-- ASSIGNMENT --
Continue the article about Riot's plan to use hardware bans against soft inting in League of Legends, starting right after its last sentence. The items that follow the article are not part of it.

League devs to crack down on “soft inting” with permanent hardware bans

Declan Mclaughlin
Hecarim nerfs planned for LoL patch 11.9 as jungler hits 70% ban rate.

A Riot Games developer has announced that hardware bans are on the table for players who throw games.

Pu Liu, the Game Director for League, announced on social media on July 8 that Riot is “looking into increased detection of and punishment for soft inting, which is a large problem in the game.”

Soft inting is the practice of intentionally making bad plays during a match, but not throwing away the game so obviously as to be flagged for bannable offences like trolling, or assisting the enemy team.

Liu further explained that thanks to Vanguard’s implementation Riot can now give out hardware bans, meaning a player’s computer and not just their accounts are suspended, quickly and easily.

Liu then decided to poll the League of Legends public for their thoughts on how fast Riot should ramp up to hardware bans for players who soft int.

Multiple high-profile community members answered the call, with many leaning towards a lenient approach.

-- RECORD EXCERPTS --

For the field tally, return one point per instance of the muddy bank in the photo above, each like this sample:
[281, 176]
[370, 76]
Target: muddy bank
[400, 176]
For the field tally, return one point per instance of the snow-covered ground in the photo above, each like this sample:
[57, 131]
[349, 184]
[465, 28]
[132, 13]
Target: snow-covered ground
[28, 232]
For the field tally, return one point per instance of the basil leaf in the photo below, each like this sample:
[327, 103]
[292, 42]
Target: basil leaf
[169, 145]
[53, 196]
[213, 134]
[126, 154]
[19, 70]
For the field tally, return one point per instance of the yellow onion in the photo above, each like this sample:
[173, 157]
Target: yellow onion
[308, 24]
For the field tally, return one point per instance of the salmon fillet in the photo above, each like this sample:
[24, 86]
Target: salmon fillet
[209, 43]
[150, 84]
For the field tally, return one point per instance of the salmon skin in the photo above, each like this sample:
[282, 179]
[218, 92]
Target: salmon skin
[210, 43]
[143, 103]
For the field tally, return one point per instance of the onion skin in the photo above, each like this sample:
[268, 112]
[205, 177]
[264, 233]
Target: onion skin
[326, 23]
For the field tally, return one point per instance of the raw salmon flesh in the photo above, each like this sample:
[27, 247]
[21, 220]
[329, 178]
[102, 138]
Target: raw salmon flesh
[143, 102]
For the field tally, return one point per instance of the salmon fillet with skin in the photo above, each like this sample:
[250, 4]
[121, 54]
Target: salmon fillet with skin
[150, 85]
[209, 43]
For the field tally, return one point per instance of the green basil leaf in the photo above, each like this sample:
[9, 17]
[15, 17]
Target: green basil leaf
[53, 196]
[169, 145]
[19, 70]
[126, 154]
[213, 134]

-- TASK ANSWER --
“I’d lean on lenience tbh, hardware ban seems only really necessary for repeat offenders. I feel like Riot can get a lot more creative with punishments before resulting in a hardware ban, like you can just queue ban them from everything except bots,” popular League account Spideraxe said on social media.

Others were worried that Riot would start hardware banning people for just having a bad game, and not intentionally throwing away matches to troll their teammates.

“I see potential problems with a separation between soft inting and someone genuinely having a bad game. Leniency would make more sense at first, maybe the system could take in more data (how new the player is for instance) into account before punishment,” streamer Netherim said.

Players leaned more toward an immediate hardware ban over on the game’s subreddit and pushed for even more extreme punishments.

“I would go with immediately and the other bigger thing that needs to be done is if someone is doing it on their smurfs punish their main accounts as well,” one Reddit user said.

Liu has yet to respond publicly to any of the community’s suggestions so players will have to wait and see how fast Riot will go from account suspension to a hardware ban.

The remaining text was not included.